--- START RECORDS SUPPLIED ---

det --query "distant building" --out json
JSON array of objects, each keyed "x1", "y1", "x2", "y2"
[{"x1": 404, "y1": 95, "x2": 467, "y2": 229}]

--- END RECORDS SUPPLIED ---
--- START RECORDS SUPPLIED ---

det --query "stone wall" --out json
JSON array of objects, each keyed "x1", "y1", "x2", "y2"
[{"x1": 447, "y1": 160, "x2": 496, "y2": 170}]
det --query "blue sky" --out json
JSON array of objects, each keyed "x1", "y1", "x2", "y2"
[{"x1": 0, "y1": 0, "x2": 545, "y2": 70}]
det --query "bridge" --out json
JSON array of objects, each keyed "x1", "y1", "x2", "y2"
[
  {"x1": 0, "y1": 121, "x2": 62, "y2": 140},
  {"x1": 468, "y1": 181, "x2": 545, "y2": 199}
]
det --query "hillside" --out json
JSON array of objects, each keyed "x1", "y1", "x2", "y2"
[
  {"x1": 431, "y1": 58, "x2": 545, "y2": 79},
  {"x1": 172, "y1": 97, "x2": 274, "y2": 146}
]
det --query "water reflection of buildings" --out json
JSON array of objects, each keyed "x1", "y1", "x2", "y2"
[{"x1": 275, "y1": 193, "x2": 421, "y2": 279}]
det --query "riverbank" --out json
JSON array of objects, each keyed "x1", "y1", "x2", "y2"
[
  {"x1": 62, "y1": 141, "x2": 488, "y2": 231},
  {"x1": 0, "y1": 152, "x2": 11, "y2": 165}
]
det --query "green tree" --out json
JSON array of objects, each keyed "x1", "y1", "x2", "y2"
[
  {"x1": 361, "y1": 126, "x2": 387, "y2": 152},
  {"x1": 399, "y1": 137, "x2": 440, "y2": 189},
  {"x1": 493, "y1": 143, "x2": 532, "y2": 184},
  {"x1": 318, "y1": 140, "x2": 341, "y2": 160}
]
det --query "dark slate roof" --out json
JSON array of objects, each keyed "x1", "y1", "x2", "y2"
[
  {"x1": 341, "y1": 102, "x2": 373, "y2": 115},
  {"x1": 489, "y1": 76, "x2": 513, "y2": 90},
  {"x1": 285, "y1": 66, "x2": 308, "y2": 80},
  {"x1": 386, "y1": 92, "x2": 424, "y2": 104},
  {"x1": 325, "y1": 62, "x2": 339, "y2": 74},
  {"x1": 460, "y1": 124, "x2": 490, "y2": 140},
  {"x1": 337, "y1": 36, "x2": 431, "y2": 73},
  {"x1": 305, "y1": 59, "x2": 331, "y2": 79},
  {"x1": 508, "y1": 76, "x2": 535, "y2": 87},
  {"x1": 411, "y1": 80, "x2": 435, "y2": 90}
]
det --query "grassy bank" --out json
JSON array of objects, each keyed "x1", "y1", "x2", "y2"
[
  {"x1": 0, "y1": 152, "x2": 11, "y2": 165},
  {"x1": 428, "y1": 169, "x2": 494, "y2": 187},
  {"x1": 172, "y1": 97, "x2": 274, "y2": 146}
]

--- END RECORDS SUPPLIED ---

# TASK TO COMPLETE
Copy every line of the data above that contains the word "query", treating uppercase and lowercase as different.

# OUTPUT BELOW
det --query "distant building" --out json
det --query "stone wall" --out json
det --query "blue sky" --out json
det --query "bridge" --out json
det --query "hillside" --out json
det --query "water reflection of buildings" --out json
det --query "riverbank" --out json
det --query "green tree" --out json
det --query "dark slate roof" --out json
det --query "grassy bank" --out json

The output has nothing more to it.